Your instructions:
How many lines in the records below contain the word "concrete"? Reply with the number alone.
-- Begin --
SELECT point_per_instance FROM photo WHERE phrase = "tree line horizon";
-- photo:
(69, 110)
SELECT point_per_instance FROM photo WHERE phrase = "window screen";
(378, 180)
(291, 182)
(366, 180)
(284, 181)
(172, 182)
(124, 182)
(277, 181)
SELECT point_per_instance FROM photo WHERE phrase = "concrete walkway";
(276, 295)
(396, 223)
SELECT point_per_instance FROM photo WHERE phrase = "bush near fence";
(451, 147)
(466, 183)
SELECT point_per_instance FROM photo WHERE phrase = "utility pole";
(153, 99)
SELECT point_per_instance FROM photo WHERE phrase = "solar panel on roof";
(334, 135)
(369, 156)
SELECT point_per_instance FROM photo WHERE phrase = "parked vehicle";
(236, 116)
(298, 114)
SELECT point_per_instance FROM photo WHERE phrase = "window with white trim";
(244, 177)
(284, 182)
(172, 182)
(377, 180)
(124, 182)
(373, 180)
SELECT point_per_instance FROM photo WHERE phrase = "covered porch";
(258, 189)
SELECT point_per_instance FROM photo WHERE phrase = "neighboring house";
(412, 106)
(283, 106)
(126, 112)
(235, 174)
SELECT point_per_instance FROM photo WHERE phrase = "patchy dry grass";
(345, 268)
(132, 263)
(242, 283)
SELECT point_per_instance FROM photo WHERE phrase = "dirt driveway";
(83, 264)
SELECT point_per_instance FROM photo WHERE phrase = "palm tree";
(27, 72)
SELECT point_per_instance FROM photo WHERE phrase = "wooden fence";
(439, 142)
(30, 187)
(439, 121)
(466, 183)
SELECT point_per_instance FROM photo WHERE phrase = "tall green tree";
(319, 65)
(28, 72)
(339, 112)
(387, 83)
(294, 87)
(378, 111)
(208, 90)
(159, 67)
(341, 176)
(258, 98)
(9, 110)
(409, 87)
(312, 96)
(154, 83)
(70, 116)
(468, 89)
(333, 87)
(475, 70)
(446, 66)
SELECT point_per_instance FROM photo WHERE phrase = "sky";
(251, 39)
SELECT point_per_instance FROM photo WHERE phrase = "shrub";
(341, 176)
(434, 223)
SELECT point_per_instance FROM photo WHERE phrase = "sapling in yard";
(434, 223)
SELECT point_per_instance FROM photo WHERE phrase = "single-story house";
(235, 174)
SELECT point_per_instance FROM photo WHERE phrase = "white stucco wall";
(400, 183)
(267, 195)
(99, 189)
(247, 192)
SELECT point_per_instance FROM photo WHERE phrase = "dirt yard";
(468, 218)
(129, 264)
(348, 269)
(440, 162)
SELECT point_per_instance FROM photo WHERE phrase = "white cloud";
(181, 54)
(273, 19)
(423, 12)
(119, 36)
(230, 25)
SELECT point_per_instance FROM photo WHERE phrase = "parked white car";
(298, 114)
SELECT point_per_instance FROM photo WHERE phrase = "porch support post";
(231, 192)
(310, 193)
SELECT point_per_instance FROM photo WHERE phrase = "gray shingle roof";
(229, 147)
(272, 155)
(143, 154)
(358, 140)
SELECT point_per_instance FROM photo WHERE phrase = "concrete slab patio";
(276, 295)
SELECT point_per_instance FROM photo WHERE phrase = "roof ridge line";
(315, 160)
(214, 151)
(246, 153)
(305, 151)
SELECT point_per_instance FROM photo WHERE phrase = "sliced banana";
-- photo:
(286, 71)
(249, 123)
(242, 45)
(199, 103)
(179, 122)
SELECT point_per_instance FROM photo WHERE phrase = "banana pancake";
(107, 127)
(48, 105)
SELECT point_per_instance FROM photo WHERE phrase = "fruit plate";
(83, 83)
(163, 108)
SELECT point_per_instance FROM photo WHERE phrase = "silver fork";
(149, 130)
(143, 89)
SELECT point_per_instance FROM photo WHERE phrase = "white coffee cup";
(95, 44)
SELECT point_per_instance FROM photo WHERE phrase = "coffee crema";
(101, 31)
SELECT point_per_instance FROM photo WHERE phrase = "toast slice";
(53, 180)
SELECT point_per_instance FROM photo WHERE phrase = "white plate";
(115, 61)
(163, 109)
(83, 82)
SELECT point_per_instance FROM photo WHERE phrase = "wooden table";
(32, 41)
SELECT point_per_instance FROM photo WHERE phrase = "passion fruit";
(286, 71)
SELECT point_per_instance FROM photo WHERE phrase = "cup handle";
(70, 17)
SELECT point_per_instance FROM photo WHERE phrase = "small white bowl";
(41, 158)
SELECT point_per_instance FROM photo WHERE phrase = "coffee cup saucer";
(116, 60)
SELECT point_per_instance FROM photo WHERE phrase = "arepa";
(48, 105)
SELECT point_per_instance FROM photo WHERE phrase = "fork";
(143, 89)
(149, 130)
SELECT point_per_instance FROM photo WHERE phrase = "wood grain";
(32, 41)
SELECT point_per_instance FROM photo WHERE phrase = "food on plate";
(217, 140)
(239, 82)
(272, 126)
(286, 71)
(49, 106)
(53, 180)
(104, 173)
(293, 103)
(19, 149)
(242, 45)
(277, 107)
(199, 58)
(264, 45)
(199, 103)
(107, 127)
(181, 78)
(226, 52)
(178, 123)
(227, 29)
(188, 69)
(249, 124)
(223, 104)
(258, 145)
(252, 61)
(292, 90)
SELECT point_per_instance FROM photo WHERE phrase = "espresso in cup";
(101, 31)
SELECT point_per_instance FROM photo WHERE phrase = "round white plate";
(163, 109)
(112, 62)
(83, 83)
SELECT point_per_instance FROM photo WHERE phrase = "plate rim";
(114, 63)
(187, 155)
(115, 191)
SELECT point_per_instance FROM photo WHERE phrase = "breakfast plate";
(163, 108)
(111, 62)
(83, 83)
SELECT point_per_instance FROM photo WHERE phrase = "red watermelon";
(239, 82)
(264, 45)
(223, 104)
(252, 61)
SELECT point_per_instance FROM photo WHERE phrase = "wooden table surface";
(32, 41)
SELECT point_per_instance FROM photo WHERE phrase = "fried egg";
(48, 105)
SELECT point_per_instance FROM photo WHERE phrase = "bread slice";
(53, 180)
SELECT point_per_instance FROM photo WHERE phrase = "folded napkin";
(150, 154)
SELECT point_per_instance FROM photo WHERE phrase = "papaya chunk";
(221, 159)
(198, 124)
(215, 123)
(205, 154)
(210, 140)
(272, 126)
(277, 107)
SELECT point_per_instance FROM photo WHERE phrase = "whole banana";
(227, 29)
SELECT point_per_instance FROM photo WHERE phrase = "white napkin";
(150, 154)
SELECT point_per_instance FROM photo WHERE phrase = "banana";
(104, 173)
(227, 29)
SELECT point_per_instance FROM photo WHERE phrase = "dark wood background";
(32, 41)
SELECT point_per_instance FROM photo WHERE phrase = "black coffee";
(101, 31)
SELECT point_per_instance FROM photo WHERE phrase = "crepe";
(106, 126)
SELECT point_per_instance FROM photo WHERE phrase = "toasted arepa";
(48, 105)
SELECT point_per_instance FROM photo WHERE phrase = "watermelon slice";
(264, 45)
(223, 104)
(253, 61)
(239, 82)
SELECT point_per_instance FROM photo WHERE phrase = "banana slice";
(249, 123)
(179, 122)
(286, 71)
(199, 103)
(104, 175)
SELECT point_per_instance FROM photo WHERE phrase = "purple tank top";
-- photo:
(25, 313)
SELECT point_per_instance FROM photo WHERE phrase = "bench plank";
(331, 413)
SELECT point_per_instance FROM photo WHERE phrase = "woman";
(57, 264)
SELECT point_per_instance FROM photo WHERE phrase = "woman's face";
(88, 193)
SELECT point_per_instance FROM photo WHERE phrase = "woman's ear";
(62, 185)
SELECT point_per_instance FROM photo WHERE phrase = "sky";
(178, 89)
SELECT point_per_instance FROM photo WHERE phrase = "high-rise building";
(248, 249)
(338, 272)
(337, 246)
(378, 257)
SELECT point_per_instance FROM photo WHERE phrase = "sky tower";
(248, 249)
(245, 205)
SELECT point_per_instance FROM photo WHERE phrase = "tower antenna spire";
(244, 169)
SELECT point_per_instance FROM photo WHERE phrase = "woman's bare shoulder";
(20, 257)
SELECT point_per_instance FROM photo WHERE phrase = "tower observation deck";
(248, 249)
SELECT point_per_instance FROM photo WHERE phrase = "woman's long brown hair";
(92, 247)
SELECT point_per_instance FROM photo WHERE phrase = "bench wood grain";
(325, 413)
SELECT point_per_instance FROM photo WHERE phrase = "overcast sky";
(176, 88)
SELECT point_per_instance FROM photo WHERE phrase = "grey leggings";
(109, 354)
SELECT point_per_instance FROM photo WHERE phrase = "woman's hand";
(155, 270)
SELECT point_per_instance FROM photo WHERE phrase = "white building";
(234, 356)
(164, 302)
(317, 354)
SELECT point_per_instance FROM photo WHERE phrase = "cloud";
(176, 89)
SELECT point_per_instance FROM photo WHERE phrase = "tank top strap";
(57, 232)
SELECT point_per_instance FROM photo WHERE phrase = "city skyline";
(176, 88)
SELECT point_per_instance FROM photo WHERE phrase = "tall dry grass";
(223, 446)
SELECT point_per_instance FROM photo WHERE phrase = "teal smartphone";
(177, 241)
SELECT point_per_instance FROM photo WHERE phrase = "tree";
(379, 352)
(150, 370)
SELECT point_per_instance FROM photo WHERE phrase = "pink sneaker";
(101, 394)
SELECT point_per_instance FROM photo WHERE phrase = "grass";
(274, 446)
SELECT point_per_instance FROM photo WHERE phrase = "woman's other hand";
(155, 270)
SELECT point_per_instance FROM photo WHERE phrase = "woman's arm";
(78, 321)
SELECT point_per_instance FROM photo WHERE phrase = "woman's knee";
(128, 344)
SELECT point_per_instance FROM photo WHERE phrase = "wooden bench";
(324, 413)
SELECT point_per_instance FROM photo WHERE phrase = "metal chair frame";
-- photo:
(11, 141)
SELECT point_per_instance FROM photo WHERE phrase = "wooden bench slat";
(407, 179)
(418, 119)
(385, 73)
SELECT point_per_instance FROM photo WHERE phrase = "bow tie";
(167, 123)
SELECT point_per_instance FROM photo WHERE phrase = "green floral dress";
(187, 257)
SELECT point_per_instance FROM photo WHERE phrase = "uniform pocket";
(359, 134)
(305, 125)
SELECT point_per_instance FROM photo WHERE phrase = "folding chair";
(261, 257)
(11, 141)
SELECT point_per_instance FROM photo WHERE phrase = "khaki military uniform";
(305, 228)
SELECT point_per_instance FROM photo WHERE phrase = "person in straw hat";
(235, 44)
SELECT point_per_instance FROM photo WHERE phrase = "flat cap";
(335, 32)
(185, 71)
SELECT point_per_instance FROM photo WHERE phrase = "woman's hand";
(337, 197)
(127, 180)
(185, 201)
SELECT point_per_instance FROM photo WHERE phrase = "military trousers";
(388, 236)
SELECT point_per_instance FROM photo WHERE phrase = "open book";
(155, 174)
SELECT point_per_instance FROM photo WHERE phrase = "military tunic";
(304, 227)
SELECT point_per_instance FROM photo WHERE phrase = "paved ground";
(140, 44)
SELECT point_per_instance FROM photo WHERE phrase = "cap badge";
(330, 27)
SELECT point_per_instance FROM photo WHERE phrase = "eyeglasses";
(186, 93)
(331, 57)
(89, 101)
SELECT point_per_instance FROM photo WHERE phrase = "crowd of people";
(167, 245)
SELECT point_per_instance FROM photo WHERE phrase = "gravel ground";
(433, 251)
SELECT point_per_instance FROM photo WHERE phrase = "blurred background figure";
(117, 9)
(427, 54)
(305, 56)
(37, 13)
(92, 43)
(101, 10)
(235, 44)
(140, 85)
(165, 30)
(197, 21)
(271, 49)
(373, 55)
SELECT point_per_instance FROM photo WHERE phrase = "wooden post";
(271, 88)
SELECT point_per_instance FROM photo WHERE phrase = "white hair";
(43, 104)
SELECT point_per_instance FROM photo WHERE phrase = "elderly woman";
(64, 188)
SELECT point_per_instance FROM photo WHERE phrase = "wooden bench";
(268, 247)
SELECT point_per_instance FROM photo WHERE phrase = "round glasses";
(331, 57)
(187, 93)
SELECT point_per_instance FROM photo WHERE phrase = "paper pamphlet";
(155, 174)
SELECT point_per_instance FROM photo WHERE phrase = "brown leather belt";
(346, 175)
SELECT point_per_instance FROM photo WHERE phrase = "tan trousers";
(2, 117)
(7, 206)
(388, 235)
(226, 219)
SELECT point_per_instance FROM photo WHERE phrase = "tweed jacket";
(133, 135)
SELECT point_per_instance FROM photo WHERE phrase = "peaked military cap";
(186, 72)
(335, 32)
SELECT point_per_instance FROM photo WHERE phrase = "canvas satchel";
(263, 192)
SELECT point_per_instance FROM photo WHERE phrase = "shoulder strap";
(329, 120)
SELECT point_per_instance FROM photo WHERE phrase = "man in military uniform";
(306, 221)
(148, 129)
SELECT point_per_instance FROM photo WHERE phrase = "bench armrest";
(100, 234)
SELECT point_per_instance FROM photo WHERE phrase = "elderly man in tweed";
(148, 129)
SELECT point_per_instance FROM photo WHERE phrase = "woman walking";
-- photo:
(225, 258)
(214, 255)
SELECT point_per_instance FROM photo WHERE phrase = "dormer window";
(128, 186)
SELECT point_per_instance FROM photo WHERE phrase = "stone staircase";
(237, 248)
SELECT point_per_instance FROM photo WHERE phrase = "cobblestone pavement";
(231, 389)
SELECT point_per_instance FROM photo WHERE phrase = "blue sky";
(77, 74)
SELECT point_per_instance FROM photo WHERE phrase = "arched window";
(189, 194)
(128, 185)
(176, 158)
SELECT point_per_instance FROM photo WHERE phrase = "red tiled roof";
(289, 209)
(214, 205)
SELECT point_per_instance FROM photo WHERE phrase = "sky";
-- End --
Solved exercise:
2